→ Required action 1: Copy the Nat Turner letter word for word, from "This article was" to "Southampton, Nov. 1.".
→ Required action 2:
Answer these questions from the Nat Turner letter:
(a) How did Nat Turner get into Travis's house?
(b) Who brought three guns out of the house?
(c) To how many others did he impart the design?
→ Required action 3:
Decide whether each statement agrees with the Nat Turner letter. Answer yes or no, and quote the words that settle it.
(a) At the start, the group's only arms were guns.
(b) The idea of emancipating the blacks came to him rather more than a year before.
(c) The writer gives a detailed statement of the confessions.

This article was printed by the Alexandria Gazette (Alexandria, Virginia) on Nov. 8, 1831:

Extract of a Letter Received in Richmond Dated Southampton, Nov. 1.

Nat Turner is at last safely lodged in jail. He answers exactly the description annexed to the Governor’s Proclamation, except that he is of a darker hue, and his eyes, though not large are prominent—they are very long, deeply seated in his head, and have rather a sinister expression. A more gloomy fanatic you have never heard of. He gave, apparently with great candor, a history of the operations of his mind for many years past, of the signs he saw, the spirit he conversed with; of his prayers, fastings, and watchings, and of his supernatural powers and gifts, in curing diseases, controlling the weather, &c. These he considered for a long time only as a call to superior righteousness; and it was not until rather more than a year ago that the idea of emancipating the blacks entered his mind. How this idea came, or in what manner it was connected with his signs, &c. I could not get him to explain in a manner at all satisfactory—notwithstanding I examined him closely upon this point he always seemed to mystify. He does not, however, pretend to conceal that he was the author of the design, and that he imparted it to five or six others, all of whom seemed prepared with ready minds and hands to engage in it. These were they who rendezvoused in the field near Travis’s. He says their only arms were hatchets and axes at the commencement—that he entered Travis’s house by an upper window, passed through his chamber, and going through the outer door into the yard to his followers, told them that the work was now open to them. One of them, Hark, went into the house and brought out three guns—they then commenced their horrid butchery, he, Nat, giving the first blow, with a hatchet, both to his master and mistress, as they lay asleep in bed. He says that indiscriminate massacre was not their intention after they obtained foothold, and was resorted to in the first instance to strike terror and alarm. Women and children would afterwards have been spared, and men too who ceased to resist.

I had intended to enter into further particulars, and indeed to have given you a detailed statement of his confessions, but I understand a gentleman is engaged in taking them down verbatim from his own lips, with a view of gratifying public curiosity; I will not therefore forestall him.

→ Supplied records:

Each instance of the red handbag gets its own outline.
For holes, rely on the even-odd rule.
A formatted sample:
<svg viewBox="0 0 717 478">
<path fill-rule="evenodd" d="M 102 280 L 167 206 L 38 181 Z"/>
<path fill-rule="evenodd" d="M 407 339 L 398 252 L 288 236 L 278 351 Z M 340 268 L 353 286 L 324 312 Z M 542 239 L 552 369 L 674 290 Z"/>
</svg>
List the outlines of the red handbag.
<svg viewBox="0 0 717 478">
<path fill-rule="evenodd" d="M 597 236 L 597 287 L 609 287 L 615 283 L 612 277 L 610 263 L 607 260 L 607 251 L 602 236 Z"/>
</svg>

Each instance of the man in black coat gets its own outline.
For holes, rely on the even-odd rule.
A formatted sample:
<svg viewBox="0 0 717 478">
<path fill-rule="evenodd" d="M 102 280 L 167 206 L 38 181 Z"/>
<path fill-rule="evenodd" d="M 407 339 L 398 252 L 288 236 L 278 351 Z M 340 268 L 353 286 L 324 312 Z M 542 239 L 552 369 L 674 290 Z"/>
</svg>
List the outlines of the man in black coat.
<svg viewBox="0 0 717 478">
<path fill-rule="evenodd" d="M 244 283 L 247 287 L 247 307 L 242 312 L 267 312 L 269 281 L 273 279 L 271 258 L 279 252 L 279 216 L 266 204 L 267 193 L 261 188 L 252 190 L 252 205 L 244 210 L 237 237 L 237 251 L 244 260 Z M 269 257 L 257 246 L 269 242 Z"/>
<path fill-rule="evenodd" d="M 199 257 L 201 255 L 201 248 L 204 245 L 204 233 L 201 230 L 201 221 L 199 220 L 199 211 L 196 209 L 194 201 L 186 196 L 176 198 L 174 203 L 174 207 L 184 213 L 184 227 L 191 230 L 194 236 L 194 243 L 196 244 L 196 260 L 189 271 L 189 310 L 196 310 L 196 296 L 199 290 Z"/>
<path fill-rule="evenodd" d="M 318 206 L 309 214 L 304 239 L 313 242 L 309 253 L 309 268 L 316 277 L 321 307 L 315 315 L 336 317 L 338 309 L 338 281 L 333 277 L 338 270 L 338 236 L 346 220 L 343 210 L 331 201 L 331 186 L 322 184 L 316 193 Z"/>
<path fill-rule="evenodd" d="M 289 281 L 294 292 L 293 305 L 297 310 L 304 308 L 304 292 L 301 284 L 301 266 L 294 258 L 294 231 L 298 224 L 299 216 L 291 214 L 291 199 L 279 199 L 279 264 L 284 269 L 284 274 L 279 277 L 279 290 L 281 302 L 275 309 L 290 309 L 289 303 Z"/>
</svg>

→ Output 1:
This article was printed by the Alexandria Gazette (Alexandria, Virginia) on Nov. 8, 1831:

Extract of a Letter Received in Richmond Dated Southampton, Nov. 1.

→ Output 2:
(a) By an upper window.
(b) Hark.
(c) Five or six.

→ Output 3:
(a) No: "their only arms were hatchets and axes at the commencement"
(b) Yes: "it was not until rather more than a year ago that the idea of emancipating the blacks entered his mind"
(c) No: "I will not therefore forestall him"